Collected data entries:

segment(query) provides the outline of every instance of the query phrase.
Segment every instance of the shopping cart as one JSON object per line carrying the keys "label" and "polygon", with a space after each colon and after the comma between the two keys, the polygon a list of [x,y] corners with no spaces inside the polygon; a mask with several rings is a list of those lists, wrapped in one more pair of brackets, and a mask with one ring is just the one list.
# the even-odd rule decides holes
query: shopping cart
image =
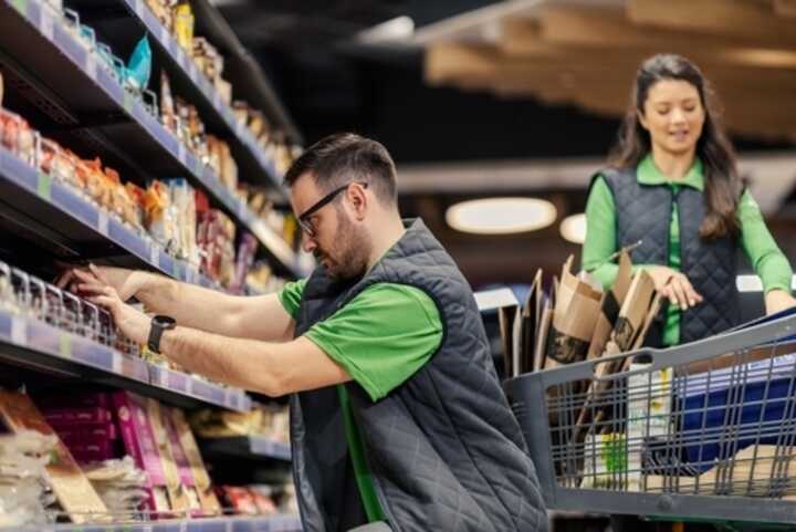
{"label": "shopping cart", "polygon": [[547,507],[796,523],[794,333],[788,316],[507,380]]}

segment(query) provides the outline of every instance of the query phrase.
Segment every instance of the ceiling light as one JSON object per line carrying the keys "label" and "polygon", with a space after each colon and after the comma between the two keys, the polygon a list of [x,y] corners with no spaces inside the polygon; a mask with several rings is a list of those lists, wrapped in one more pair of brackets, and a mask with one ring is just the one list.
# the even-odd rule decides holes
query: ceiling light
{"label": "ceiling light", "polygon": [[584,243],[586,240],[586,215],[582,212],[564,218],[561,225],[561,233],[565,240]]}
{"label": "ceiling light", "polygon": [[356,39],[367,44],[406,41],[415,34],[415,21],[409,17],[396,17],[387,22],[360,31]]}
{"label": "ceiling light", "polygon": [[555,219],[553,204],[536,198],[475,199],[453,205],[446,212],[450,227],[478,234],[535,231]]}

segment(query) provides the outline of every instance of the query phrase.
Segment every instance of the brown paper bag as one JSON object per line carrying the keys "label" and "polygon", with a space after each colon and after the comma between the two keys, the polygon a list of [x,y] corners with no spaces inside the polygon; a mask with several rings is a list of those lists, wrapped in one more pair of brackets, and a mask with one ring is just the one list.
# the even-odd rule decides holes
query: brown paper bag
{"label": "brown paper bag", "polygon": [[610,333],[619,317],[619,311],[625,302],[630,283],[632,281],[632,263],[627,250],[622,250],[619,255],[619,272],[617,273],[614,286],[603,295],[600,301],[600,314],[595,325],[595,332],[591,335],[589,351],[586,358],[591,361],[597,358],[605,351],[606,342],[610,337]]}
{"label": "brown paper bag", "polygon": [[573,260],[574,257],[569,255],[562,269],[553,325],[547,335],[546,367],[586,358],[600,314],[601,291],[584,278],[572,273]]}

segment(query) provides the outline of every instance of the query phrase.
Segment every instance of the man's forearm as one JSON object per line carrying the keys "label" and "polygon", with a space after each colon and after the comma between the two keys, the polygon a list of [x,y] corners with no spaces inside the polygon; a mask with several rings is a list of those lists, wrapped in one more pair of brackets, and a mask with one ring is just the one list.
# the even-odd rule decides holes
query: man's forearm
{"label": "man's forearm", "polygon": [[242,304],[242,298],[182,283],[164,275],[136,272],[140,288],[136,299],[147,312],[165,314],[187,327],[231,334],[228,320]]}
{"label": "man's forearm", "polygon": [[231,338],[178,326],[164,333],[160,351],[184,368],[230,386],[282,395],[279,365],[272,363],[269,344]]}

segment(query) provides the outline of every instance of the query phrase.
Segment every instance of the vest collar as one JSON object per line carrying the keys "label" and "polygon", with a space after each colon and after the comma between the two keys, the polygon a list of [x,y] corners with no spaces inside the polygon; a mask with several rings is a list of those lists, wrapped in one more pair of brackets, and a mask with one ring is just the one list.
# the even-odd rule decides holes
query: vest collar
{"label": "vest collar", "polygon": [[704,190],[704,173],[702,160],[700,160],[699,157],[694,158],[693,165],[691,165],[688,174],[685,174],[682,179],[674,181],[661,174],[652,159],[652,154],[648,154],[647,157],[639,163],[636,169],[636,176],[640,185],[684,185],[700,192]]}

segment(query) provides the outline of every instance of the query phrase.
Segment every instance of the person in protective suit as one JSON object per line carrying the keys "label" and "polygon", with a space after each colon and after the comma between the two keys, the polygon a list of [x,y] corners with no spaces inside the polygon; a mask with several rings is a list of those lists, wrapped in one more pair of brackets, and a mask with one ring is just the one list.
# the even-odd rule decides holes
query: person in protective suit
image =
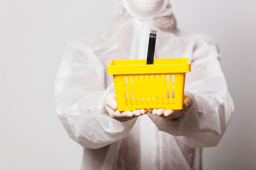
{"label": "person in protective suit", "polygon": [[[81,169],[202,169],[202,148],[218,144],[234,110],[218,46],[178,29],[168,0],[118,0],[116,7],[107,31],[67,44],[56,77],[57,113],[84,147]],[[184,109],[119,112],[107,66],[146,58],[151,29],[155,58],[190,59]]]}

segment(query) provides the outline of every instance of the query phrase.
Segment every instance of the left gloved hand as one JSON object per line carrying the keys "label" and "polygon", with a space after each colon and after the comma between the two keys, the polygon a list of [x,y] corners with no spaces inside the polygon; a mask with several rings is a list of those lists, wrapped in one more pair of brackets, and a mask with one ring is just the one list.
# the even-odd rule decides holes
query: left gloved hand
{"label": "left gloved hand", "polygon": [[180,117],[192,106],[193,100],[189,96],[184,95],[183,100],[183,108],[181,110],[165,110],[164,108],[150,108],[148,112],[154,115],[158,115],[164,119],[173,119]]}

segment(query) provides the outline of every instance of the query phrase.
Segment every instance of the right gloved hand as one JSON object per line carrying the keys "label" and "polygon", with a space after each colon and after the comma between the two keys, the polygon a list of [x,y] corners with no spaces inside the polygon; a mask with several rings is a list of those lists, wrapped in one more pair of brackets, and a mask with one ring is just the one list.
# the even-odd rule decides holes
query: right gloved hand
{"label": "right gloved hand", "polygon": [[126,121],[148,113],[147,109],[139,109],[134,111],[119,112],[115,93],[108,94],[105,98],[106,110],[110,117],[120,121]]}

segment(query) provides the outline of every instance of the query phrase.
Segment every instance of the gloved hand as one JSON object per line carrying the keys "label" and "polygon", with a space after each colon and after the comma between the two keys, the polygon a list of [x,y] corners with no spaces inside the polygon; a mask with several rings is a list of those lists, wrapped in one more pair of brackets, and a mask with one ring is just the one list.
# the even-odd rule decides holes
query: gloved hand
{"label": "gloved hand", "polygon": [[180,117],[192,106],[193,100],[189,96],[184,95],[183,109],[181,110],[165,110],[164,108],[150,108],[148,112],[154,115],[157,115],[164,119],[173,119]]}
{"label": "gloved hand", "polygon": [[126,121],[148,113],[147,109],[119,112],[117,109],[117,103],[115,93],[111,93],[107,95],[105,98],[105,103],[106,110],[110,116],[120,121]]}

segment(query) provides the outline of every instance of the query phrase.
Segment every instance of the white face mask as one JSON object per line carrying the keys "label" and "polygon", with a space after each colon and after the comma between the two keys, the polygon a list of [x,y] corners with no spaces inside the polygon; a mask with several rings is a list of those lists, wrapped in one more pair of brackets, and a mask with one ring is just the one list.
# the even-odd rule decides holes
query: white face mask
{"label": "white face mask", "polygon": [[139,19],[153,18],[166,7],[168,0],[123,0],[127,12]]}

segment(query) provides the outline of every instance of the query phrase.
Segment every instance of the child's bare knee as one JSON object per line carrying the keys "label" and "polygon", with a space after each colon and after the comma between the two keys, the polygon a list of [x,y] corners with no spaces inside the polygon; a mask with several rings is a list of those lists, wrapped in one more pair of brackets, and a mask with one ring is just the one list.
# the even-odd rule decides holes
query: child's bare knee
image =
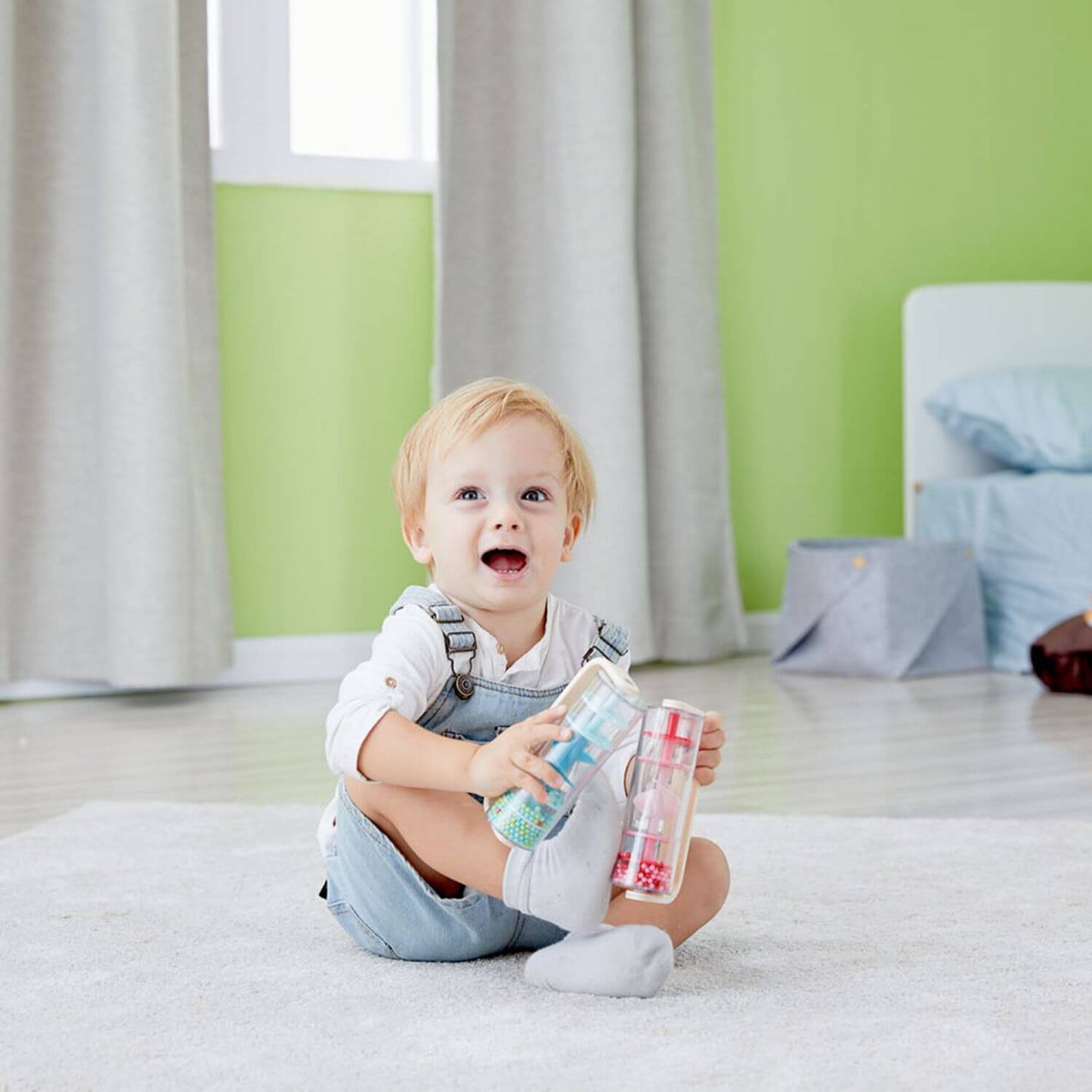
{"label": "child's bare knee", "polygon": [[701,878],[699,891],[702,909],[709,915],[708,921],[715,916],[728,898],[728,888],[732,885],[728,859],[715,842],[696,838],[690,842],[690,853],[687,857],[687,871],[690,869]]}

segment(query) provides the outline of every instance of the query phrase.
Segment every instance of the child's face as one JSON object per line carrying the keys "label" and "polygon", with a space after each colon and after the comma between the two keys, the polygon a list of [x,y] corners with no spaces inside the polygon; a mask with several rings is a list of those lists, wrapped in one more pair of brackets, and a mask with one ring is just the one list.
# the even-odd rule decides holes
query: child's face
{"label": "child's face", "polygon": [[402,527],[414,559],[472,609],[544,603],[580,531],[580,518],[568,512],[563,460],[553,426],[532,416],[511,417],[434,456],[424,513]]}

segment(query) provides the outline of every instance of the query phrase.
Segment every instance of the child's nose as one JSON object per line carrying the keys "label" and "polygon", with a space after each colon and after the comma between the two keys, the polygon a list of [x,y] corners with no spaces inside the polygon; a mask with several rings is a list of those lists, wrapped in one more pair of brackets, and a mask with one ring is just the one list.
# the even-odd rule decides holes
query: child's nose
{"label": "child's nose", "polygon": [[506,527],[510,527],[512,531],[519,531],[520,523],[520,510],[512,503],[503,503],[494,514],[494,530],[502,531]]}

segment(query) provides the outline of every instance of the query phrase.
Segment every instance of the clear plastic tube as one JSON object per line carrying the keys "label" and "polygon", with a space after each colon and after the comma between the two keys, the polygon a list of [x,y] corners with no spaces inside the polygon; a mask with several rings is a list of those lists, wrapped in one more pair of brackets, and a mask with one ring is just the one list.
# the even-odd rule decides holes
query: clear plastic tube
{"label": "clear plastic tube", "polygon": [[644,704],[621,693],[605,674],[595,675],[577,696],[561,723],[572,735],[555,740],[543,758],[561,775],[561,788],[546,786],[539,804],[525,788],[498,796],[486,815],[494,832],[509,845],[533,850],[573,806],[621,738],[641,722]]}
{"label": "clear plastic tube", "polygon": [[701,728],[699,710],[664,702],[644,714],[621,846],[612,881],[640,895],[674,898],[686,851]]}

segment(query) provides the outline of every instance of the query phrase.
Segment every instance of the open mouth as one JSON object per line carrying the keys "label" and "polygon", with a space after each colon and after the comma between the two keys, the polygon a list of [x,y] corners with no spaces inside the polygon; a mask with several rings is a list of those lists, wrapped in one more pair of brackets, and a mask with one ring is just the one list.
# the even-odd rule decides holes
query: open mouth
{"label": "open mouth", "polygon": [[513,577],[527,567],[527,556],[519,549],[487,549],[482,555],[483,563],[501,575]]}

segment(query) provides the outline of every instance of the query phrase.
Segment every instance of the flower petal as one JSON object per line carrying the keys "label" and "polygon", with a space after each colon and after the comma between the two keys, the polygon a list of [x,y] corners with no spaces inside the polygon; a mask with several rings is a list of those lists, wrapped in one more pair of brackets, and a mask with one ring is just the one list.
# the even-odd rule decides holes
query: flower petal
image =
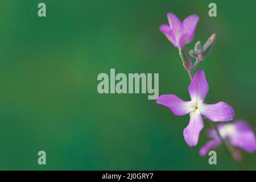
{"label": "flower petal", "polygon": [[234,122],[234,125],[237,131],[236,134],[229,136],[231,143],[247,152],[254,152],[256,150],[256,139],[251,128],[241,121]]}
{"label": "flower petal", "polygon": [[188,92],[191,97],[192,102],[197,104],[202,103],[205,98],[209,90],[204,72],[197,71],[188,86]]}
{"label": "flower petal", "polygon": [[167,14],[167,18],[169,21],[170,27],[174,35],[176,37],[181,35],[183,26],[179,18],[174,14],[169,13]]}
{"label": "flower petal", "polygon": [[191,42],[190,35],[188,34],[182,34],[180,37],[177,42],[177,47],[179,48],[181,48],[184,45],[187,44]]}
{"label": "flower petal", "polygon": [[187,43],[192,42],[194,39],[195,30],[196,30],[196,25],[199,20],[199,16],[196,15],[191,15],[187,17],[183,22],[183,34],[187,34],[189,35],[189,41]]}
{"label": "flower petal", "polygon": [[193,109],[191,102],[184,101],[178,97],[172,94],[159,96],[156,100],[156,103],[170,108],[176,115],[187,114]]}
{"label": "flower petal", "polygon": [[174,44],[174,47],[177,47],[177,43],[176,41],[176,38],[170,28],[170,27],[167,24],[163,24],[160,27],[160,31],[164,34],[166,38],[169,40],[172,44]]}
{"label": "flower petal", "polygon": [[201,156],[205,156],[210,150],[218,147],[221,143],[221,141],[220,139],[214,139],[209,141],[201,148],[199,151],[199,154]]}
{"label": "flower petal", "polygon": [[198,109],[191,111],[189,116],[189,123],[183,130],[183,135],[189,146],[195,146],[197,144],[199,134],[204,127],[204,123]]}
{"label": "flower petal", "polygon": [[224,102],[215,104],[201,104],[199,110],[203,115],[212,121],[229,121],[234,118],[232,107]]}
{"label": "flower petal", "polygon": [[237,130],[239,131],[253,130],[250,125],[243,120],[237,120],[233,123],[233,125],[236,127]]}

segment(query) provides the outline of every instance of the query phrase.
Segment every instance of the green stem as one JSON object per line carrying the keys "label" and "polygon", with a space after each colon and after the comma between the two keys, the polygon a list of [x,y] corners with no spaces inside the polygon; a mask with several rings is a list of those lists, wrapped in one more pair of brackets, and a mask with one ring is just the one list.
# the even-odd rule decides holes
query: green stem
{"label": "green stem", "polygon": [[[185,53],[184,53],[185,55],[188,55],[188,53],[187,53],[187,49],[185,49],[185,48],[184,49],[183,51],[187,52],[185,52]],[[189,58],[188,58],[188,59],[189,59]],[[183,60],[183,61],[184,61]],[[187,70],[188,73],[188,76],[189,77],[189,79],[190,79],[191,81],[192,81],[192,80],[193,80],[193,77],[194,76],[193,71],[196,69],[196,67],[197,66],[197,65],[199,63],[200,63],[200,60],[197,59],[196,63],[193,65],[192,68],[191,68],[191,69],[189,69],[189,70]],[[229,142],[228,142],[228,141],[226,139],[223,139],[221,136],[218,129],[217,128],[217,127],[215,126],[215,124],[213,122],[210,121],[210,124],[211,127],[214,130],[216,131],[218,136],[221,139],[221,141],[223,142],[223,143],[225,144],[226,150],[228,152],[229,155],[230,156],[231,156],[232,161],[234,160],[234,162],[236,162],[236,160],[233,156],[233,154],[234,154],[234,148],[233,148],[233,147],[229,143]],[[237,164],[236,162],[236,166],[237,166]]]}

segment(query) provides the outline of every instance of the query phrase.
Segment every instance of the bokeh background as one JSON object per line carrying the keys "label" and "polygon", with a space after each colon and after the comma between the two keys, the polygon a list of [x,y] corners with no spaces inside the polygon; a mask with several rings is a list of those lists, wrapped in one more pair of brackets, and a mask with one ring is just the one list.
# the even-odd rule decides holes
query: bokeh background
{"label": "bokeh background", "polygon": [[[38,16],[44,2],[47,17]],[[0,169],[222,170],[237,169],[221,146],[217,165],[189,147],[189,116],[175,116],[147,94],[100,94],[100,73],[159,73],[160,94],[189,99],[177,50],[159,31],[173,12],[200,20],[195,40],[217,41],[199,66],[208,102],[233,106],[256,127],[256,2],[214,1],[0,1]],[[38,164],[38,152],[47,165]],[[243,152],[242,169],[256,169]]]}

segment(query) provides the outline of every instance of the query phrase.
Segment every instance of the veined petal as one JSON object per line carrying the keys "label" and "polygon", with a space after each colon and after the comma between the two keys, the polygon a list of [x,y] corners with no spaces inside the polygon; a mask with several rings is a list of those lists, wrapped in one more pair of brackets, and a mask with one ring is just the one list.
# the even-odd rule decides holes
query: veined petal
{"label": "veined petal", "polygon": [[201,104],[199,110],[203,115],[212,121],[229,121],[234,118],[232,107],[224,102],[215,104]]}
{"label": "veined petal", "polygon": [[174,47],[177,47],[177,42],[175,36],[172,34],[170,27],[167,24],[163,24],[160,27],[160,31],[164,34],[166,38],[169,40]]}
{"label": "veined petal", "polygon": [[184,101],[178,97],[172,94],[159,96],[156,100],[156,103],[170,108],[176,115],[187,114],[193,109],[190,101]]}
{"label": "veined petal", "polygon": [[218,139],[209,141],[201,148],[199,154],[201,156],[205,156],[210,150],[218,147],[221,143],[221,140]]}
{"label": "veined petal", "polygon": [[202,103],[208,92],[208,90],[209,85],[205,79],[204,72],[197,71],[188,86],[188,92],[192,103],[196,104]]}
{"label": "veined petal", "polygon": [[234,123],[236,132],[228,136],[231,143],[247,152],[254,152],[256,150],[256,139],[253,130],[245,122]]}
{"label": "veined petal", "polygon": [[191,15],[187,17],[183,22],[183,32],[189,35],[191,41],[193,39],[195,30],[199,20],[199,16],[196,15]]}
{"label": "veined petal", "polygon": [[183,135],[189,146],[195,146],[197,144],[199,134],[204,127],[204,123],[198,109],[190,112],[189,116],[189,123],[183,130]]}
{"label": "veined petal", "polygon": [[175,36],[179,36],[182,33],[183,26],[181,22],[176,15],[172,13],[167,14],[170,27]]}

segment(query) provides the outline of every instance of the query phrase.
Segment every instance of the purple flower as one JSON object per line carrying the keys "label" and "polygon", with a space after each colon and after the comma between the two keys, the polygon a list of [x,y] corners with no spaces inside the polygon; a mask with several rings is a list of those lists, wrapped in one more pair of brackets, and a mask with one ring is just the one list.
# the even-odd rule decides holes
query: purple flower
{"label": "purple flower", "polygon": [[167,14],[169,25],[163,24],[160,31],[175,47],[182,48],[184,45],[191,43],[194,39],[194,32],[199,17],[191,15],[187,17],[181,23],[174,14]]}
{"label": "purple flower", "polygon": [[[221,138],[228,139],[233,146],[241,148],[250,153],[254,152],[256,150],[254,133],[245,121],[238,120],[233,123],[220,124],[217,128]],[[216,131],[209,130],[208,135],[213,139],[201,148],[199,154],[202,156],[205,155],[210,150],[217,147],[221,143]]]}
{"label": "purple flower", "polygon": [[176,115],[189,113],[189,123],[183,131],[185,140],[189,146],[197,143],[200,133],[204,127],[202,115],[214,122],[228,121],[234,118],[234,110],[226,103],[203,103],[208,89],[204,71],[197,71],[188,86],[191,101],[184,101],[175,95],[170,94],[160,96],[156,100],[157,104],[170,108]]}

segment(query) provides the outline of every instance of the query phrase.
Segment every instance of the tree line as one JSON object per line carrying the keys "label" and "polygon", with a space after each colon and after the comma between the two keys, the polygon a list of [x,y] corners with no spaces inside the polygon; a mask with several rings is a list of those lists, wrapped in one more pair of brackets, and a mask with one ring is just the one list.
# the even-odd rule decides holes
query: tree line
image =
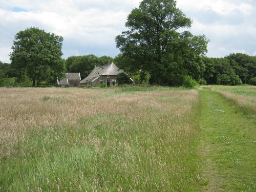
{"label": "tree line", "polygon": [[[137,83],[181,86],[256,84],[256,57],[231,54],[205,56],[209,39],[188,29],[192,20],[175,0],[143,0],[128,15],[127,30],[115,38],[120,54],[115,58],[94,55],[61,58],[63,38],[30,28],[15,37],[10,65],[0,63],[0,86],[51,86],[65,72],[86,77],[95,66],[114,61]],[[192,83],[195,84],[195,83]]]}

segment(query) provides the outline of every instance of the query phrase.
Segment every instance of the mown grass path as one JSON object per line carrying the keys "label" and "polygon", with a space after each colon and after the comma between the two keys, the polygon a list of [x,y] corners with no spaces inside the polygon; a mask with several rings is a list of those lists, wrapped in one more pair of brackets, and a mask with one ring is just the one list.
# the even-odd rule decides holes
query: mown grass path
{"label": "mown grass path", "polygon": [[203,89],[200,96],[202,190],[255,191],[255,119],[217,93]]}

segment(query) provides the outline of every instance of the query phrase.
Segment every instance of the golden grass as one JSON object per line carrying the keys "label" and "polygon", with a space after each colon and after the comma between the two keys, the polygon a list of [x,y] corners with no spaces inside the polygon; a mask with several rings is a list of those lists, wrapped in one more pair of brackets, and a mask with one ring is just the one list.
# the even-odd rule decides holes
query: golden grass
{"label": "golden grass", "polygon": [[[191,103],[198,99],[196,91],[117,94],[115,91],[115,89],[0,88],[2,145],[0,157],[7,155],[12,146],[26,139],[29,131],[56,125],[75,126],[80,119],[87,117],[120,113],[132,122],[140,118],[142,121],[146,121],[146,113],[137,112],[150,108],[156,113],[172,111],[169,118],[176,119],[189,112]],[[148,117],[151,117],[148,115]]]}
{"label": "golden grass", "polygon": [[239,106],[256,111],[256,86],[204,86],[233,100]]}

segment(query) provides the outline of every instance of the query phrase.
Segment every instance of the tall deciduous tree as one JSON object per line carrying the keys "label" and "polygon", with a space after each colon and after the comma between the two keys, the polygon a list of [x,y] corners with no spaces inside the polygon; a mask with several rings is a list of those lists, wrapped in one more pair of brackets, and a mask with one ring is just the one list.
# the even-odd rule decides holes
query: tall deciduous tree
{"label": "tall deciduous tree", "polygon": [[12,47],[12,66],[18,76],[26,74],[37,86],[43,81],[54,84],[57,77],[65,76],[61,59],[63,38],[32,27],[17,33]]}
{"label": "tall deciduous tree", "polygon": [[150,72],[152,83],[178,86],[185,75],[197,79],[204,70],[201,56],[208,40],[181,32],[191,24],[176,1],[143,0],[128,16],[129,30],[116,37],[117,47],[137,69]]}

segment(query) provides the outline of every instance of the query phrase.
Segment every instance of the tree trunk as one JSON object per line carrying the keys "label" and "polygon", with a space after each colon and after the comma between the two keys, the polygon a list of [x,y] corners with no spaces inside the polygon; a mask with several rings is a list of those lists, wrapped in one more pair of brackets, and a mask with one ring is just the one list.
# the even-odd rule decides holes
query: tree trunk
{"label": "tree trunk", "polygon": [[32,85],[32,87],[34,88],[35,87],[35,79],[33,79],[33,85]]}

YOUR GOAL:
Please locate each line in the material above that contains the string "mown" and copy those lines. Case counts.

CORRECT OUTPUT:
Segment every instance of the mown grass path as one JSON object per line carrying the keys "label" and "polygon", with a space after each colon and after the comma between the two keys, the polygon a list of [x,y] corners with no spaces inside the polygon; a mask with several rings is a list of those lists, wrapped in one more pair of brackets, and a mask with one ring is just the one list.
query: mown grass path
{"label": "mown grass path", "polygon": [[203,89],[200,96],[202,190],[255,191],[255,119],[217,93]]}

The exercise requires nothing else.